╭─ Document extract

The list is always ambitious. Finish two blog posts. Eat three real meals a day that are not just coffee in different cups. Work out four times. Answer emails like a responsible adult. Become the kind of person who wakes up early and is happy about it.


By Thursday I am usually eating a granola bar out of my purse while replying to messages with one eye open, wondering how I let it get to this point. Again.


Lately I have been thinking a lot about self-care, and not just the bubble bath version, although I am very much in support of bubble baths. I mean the kind of care that asks bigger questions. The kind that makes you pause and really look at your life and ask, what is actually for me, and what am I carrying just because I think I should?


I recently joined a motivational seminar and one idea has been echoing in my head ever since. The speaker talked about having the audacity to go after your dreams, even when you do not feel ready or qualified or totally sure how it will all work out. That word hit me harder than I expected. Audacity. The nerve to believe something good could really be for me.


Because here is what I tend to do. I will get excited about something, set a goal, tell myself I am finally going to go all in. And then, almost immediately, I will start quietly talking myself out of it.


This blog is the perfect example. I love writing here. I want this space to grow into something real, something that supports me financially, something that reaches people who need to hear they are not alone. And then two days later I will think, who do I think I am? There are already so many blogs. Everyone else is better at this. Maybe I should just be grateful for what I have and stop dreaming so big.


But sitting in that seminar made me realize how often I confuse humility with shrinking. How often I mistake being “realistic” for giving up before I have even really tried. Wanting more is not a flaw. It is a form of self-respect.


I started this blog because I wanted a place to talk about growing in real ways. Not the perfect Instagram version of growth, but the honest, messy, sometimes confusing kind. The kind where you are trying and failing and trying again, all while wondering if anyone else feels this way too.

╰─

| Required tasks |
1. Tally the lines in the entries below that contain the string "writes", and reply with that number alone.
2. Write what comes next in the blog post on self-care and daring to chase your dreams, picking up right after its final sentence.

╭─ Information given

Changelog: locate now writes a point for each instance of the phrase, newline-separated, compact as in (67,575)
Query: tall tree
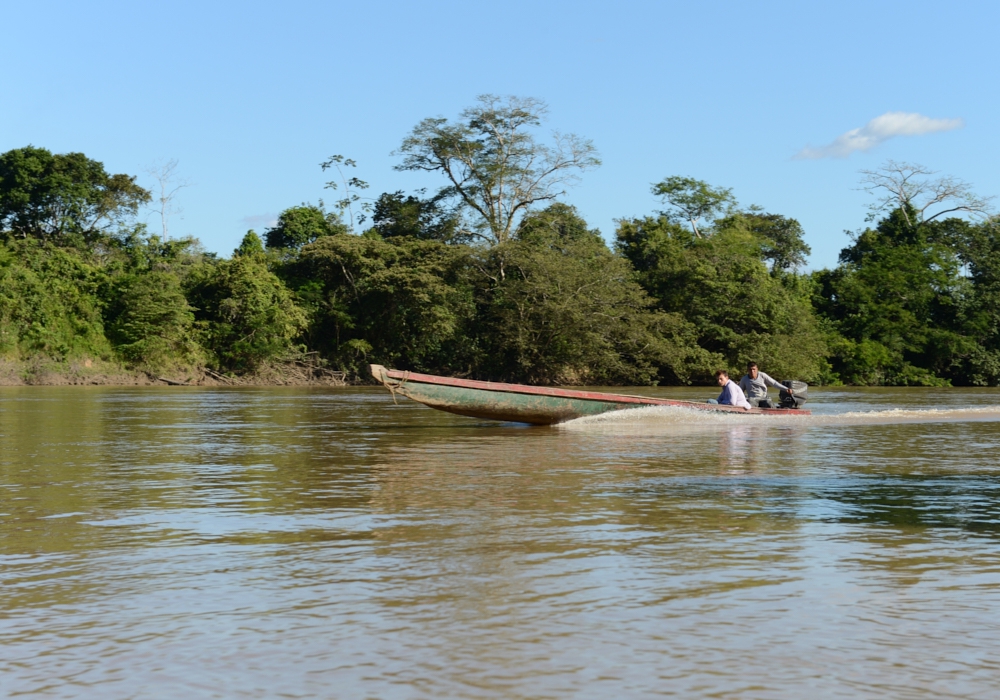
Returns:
(693,200)
(301,225)
(494,165)
(918,196)
(45,196)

╰─

| Final answers |
1. 1

2.
The truth I keep coming back to is this: what is meant for me is for me. And no amount of bending myself into a shape that pleases everyone else is going to make it any more mine.

I am a people pleaser in recovery. I want everyone to be comfortable. I want everyone to like me. I will absolutely say yes to something I do not have time for and then be shocked later when I am overwhelmed. I am working on it, but old habits die hard.


Somewhere along the way I started to confuse kindness with self-erasure. As if being kind meant saying yes when I wanted to say no. As if being understanding meant never asking for more for myself. As if taking care of others had to come at the expense of taking care of me.

What I am learning now is that self-care is not about letting myself off the hook entirely. It is about holding two things at the same time. Grace and accountability.


I tell myself every week to give myself grace when I fall behind on work, when I eat like a toddler, when I skip the gym because I am tired or unmotivated or just plain human. And that grace matters. Beating myself up has never once made me healthier, happier, or more productive.


But I am also realizing that kindness does not mean lowering the bar so far that I never have to stretch. It means noticing when I am stuck in patterns that are not serving me and gently nudging myself forward anyway.


Sometimes that looks like opening my laptop and writing even when I do not feel inspired. Sometimes it looks like going for a walk instead of scrolling for an hour. Sometimes it looks like choosing a real meal over whatever snack is closest to my hand.


It is not about being perfect. It is about showing up for myself in small, boring, consistent ways.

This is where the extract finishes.